- **Job**: Counting case-sensitively, how many lines in the listing below contain the string "petal"? Reply with the number alone.

________________________________________

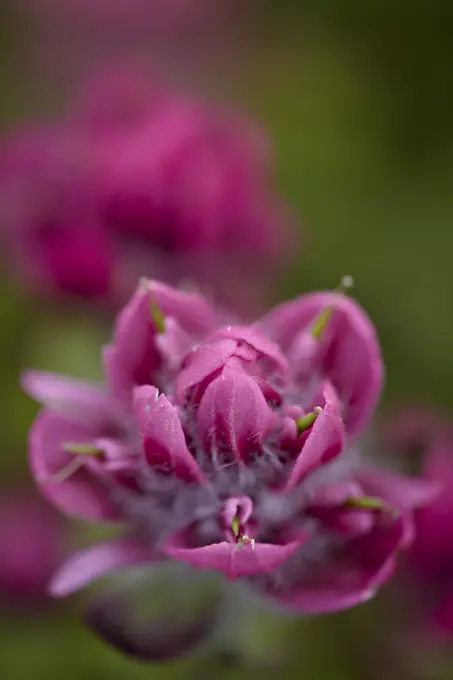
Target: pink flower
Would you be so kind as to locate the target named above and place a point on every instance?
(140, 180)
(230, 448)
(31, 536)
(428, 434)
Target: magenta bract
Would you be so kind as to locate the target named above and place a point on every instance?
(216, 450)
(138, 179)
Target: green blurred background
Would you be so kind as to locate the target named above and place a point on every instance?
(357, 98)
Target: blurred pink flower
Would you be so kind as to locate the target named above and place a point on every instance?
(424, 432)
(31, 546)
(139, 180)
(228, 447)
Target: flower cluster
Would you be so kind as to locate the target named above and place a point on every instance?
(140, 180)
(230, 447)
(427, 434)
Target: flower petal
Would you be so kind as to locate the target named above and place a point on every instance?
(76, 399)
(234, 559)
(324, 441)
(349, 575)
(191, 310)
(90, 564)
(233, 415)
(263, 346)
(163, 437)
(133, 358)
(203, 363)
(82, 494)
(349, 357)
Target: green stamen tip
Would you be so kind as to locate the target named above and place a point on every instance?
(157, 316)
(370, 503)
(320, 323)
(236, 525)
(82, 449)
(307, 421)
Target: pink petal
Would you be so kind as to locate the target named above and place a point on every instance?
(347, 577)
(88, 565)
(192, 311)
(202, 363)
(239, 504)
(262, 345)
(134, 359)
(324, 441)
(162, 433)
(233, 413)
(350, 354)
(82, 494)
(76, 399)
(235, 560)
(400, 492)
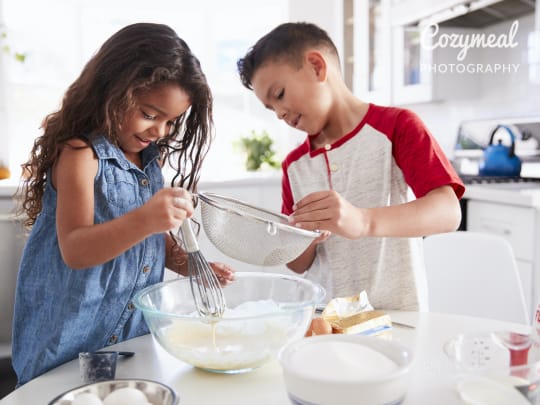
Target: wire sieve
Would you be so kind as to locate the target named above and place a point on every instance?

________________________________________

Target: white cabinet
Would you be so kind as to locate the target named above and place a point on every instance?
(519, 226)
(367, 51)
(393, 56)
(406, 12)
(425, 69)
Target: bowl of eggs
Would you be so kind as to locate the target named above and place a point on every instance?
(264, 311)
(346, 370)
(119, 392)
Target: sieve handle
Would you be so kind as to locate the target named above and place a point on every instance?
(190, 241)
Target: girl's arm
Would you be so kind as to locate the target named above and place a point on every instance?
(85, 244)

________________________________________

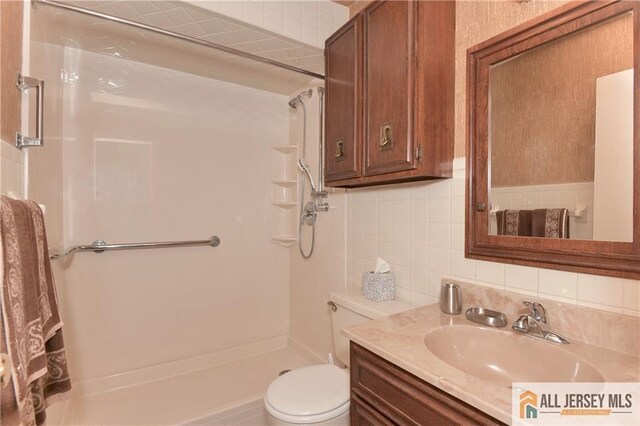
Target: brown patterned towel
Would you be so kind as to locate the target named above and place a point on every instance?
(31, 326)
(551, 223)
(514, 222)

________________________________________

- **Completed exercise**: 2